## BEGIN EXTRACT

The story struck some as nonsensical

Though it's clear that this story quickly convinced at least a few people, given how readily it spread both in and outside of religious circles, questions about the Well to Hell arose practically right away. After all, how did a drilling team in remote Siberia have access to a heat-resistant microphone that could stand temperatures of around 2,000 degrees Fahrenheit? They weren't, after all, known to be sound engineers.

Surprisingly to some, even Christian publications worked to debunk the story. Christianity Today published one of the first skeptical articles critiquing the story in July 1990, using rather damning language that reduced the whole thing to the realm of poorly constructed urban legends and rumors spread by ill-informed Christians. And Rich Buhler, a radio broadcaster who worked for Christianity Today, took it upon himself to dig pretty deeply into the matter.

According to Buhler himself, he and his staff were able to contact a daily newspaper in Finland that had published a reader letter with a similar tale. Said reader confessed that he had gotten it from a Christian newsletter in the country. Following the game of telephone even further, Buhler was told that this group had supposedly gotten it from another newsletter, "Jewels of Jericho," that was published by another Christian group ... in California. From there, the trail suspiciously petered out, with nary a hint of an original Russian source or first-hand witness to the events.

The Well to Hell was said to prove Biblical literalism

For many who wholeheartedly believed in the story, the Well to Hell was nothing less than a slam-dunk for Biblical literalism, says Skeptoid. Surely, it proved that not only was Hell real and part of the larger Christian worldview but that it was a literal place that would surely convince everyone once the story got out. After all, there was a recording of the very thing out there (though, at the time that the Well to Hell tale was first published, you'd be very hard-pressed to find anyone who had actually heard said recording).

Yet, this wasn't a clear win for either side, and not just because the Well to Hell legend was already tough to believe. Biblical literalism has almost always been one of the more controversial developments in Christianity, one that strikes at the heart of what it means to not just interpret the Bible, but what it means to be a faithful believer in the first place. 

According to The Guardian, the idea that the Bible is the inerrant, flaw-free word of God stems largely from the Protestant reformation. It could well be that part of the proliferation of and controversy generated by the Well to Hell story has something to do both with the growth of the American evangelical Protestant movement in 20th century America (via and the questioning of just how an eternal Hell can fit into Christian theology centered on a loving God.

## END EXTRACT
## BEGIN RECORDED DATA

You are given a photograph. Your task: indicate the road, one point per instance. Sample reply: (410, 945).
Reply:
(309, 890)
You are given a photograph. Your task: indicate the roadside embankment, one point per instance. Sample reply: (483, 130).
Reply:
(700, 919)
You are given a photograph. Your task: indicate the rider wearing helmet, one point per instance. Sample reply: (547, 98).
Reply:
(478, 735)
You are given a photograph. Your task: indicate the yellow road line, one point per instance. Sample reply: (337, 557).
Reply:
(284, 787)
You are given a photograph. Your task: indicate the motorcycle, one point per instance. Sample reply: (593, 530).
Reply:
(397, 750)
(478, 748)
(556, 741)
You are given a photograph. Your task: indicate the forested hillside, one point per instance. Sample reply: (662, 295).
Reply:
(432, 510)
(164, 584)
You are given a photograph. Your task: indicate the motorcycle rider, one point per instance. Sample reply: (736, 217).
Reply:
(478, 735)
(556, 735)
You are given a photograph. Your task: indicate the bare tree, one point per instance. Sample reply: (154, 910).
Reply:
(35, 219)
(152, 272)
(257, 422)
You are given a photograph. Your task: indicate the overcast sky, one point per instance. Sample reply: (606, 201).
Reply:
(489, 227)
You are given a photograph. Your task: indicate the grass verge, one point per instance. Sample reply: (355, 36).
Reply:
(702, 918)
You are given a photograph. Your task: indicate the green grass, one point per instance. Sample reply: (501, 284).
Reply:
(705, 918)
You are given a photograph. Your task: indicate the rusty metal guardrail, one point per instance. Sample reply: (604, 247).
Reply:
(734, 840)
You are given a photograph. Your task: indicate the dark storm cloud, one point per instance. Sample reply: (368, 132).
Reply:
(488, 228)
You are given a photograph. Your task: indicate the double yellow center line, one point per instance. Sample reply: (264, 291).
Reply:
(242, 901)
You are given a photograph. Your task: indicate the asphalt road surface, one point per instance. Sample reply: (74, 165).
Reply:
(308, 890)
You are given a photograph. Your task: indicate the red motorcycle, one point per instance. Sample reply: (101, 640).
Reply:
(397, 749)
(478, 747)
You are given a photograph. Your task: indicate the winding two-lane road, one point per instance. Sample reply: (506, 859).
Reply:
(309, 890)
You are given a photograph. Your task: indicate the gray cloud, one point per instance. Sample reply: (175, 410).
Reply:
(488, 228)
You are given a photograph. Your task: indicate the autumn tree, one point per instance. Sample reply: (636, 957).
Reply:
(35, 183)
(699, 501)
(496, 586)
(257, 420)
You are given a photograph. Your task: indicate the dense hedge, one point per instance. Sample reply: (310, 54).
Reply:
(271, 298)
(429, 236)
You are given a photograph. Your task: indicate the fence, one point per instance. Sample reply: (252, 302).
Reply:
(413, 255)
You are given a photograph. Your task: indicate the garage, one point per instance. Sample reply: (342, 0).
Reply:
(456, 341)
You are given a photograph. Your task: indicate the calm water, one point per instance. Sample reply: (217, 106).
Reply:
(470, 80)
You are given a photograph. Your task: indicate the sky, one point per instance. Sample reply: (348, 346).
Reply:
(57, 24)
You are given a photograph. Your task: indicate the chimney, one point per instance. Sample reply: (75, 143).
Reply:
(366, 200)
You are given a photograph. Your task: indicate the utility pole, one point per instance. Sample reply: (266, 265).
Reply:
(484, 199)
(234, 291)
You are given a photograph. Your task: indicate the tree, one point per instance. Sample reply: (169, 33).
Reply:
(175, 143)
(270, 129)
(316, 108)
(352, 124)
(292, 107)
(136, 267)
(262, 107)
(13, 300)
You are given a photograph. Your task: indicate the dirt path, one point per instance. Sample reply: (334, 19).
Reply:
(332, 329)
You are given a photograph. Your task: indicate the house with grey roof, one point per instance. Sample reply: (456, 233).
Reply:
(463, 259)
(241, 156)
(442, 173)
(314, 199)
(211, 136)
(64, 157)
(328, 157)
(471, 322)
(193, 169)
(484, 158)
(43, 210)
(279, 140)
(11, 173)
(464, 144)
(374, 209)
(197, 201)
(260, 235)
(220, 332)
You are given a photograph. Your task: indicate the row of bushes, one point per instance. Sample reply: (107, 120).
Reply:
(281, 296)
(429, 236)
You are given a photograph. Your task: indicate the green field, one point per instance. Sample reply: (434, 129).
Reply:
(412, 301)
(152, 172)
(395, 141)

## END RECORDED DATA

_YOUR INSTRUCTIONS_
Render this sentence from the Well to Hell text above into Spanish: "Surprisingly to some, even Christian publications worked to debunk the story."

_SOLUTION TO THIS EXERCISE_
Para sorpresa de algunos, incluso las publicaciones cristianas se esforzaron por desmentir la historia.